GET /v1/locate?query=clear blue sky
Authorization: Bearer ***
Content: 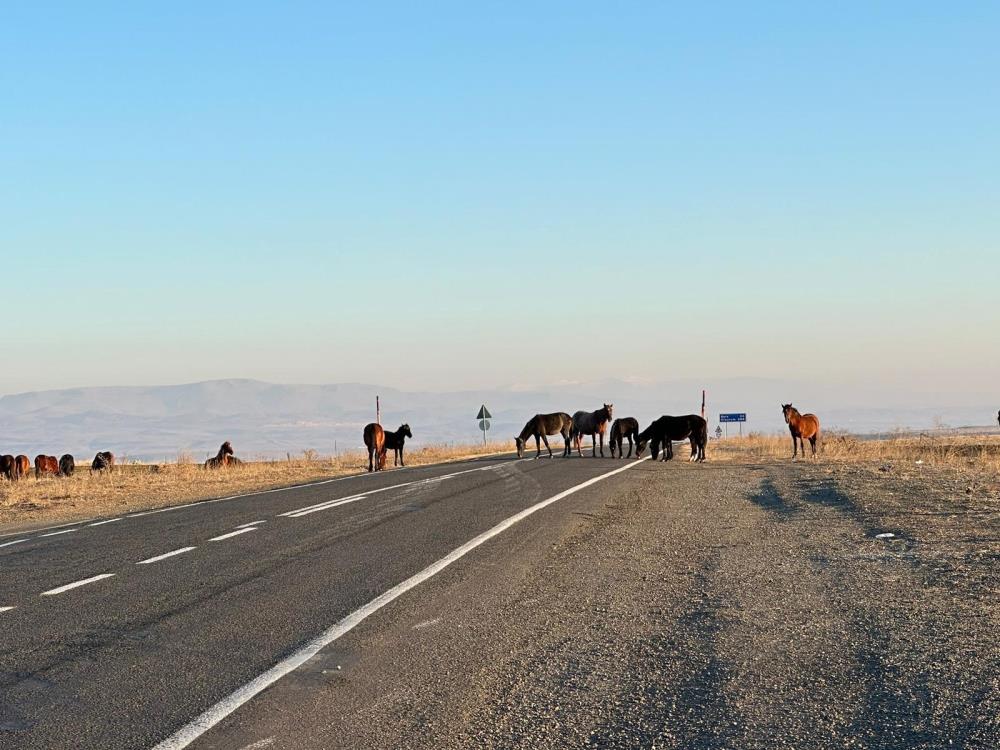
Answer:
[0,2,1000,400]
━━━━━━━━━━━━━━━━━━━━━━━━━━━━━━
## INSTRUCTIONS TO FOLLOW
Please swap "clear blue sky" for "overcast sky" in the items above, changing nothing else, and write them out again without the pictures.

## FINISHED TASK
GET /v1/locate?query=overcast sky
Authorization: Bearer ***
Content: 
Answer:
[0,2,1000,400]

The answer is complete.